TASK DETAILS:
Give back every record exactly as written.

[Natural-language object grounding data]
—————
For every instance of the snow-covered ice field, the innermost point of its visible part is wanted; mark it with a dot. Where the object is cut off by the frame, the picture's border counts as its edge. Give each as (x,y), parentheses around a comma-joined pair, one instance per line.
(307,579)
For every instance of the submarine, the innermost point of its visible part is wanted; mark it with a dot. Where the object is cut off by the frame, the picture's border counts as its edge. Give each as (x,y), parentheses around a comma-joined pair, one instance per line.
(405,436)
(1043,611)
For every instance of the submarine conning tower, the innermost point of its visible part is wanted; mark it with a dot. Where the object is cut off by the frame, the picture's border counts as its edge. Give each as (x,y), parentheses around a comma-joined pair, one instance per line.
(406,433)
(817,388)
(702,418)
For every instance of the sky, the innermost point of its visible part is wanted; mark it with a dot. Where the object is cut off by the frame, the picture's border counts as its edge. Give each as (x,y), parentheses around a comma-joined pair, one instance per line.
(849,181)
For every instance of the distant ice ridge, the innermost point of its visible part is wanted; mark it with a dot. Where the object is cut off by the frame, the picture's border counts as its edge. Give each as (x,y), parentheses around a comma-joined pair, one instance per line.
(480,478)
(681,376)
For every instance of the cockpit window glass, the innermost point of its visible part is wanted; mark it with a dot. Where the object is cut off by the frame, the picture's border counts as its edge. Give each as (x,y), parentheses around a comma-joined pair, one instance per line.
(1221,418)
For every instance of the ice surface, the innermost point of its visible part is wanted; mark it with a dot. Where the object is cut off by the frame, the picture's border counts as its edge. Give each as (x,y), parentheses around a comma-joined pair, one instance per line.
—————
SOLVED EXERCISE:
For every instance of the snow-covered ice field, the innermost point of its visible part is wanted; mark it with a dot. Where the object is cut off by the frame, the picture's border counts as its edge. Give each as (x,y), parentheses around a comma-joined pair, one instance per line.
(307,579)
For every instance of the submarine, the innermost point of its visible part is wanted; mark it with a dot. Where the object is cut off by the frame, the picture's border counts as its edge. Give each as (x,y), parentheses around a comma-joined pair, one instance per line.
(405,436)
(1043,611)
For every instance of the submarine conning tower, the innermost point of its visible part is wanted; mark it with a dot. Where the object is cut off by the frame, the picture's border counts as its edge. Give each as (x,y), parentheses around a comma-joined pair, one instance per line.
(406,433)
(817,388)
(702,418)
For every instance of the sky, the innermost point of its visible part is wanted; mark it with a dot. Where the object is cut off by the frame, the picture's border counts as its edge. Give each as (x,y), parentheses around a comma-joined pair, one instance per line.
(849,181)
For every instance of the distant ice ridge, the innermost point of its visible part is wanted; mark it with a dot. Where the object is cut off by the frame, the picture's border counts as its edge. Give each as (x,y), parentheses around a comma-joined pair, one instance per line.
(480,478)
(681,376)
For every instance of the cockpit window glass, the innermost point of its visible part is wanted; mark it with a dot. Where the object is cut off by the frame, the picture's border counts as its edge. Give each as (x,y), parentheses around a comma-joined pair, one instance per line.
(1221,418)
For every instance of the ice surface, the innermost point of its visible part is wanted; mark it with a dot. Where the object is cut off by the frame, the picture's border counts as its edge. Give each as (x,y), parentheses around a comma-joined pair, one instance per line.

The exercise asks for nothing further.